• Activity: A verbatim transcript of the data that follows, free of images, is the expected result.

• Collected data:
■ ■ ■ ■ ■ ■ ■

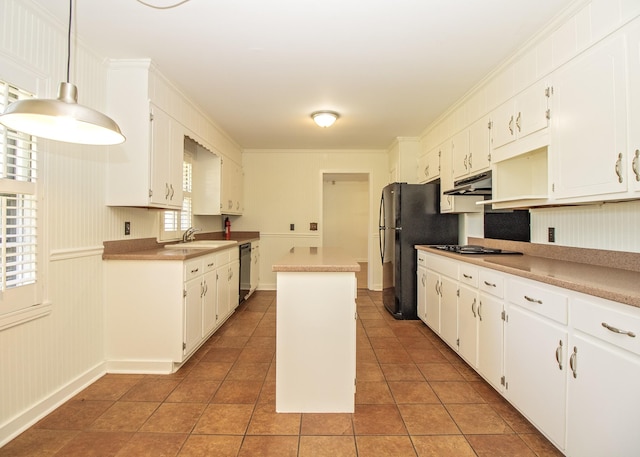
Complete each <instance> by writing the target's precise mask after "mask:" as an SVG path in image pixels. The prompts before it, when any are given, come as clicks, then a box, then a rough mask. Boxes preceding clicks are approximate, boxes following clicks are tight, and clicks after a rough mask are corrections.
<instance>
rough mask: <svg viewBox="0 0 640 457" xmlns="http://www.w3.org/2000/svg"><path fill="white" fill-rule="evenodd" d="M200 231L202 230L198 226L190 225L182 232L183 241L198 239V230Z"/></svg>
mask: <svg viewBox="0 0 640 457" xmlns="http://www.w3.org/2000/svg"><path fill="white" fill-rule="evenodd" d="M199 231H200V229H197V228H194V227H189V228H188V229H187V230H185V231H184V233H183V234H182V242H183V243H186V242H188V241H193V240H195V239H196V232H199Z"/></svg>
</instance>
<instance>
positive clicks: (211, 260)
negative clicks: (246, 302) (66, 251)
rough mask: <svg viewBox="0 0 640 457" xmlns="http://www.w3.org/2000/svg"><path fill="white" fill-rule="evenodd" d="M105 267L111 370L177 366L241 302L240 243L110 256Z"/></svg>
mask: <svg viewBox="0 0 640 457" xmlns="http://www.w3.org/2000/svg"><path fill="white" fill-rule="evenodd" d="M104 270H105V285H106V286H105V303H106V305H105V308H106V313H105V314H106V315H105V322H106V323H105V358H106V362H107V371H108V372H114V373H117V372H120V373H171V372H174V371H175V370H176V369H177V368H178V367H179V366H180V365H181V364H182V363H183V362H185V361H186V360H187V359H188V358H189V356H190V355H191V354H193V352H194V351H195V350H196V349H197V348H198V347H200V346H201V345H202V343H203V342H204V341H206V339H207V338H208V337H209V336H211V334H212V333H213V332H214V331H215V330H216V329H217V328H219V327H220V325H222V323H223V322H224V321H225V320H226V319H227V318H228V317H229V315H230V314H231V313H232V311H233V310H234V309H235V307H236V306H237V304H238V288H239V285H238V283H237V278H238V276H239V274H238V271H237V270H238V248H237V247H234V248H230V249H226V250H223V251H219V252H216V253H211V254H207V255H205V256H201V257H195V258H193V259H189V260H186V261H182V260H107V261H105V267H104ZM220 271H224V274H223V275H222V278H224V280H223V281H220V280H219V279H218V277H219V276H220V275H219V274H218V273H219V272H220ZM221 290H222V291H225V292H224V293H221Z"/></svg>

■ ■ ■ ■ ■ ■ ■

• Output of the exercise:
Complete each <instance> by writing the target's precise mask after "mask:" as an SVG path in image pixels. The prompts before it, when any are given, come as clicks, then a box, then a rough mask. Boxes preceding clicks are approximate, boxes following clicks are tight, and clicks after a rough mask are corrections.
<instance>
rough mask: <svg viewBox="0 0 640 457" xmlns="http://www.w3.org/2000/svg"><path fill="white" fill-rule="evenodd" d="M200 231L202 230L198 226L190 225L182 232L183 241L198 239V230Z"/></svg>
mask: <svg viewBox="0 0 640 457" xmlns="http://www.w3.org/2000/svg"><path fill="white" fill-rule="evenodd" d="M199 231H200V229H197V228H194V227H189V228H188V229H187V230H185V231H184V233H183V234H182V242H183V243H186V242H188V241H193V240H195V239H196V232H199Z"/></svg>
</instance>
<instance>
positive clicks: (211, 260)
negative clicks: (246, 302) (66, 251)
rough mask: <svg viewBox="0 0 640 457" xmlns="http://www.w3.org/2000/svg"><path fill="white" fill-rule="evenodd" d="M105 267L111 370L177 366L241 302L240 243L110 256Z"/></svg>
mask: <svg viewBox="0 0 640 457" xmlns="http://www.w3.org/2000/svg"><path fill="white" fill-rule="evenodd" d="M104 270H105V285H106V286H105V303H106V305H105V308H106V313H105V314H106V315H105V322H106V323H105V358H106V362H107V371H108V372H114V373H117V372H120V373H171V372H174V371H175V370H176V369H177V368H178V367H179V366H180V365H181V364H182V363H183V362H185V361H186V360H187V359H188V358H189V356H190V355H191V354H193V352H194V351H195V350H196V349H197V348H198V347H200V346H201V345H202V343H203V342H204V341H206V339H207V338H208V337H209V336H211V334H212V333H213V332H214V331H215V330H216V329H217V328H219V327H220V325H222V323H223V322H224V321H225V320H226V319H227V318H228V317H229V315H230V314H231V313H232V311H233V310H234V309H235V307H236V306H237V304H238V288H239V285H238V283H237V278H238V276H239V274H238V271H237V270H238V248H237V247H234V248H230V249H226V250H223V251H219V252H216V253H211V254H207V255H205V256H201V257H195V258H193V259H189V260H186V261H182V260H107V261H105V267H104ZM220 271H224V274H223V275H222V278H224V280H223V281H220V280H219V279H218V277H219V276H220V275H219V274H218V273H219V272H220ZM221 290H222V291H225V292H224V293H221Z"/></svg>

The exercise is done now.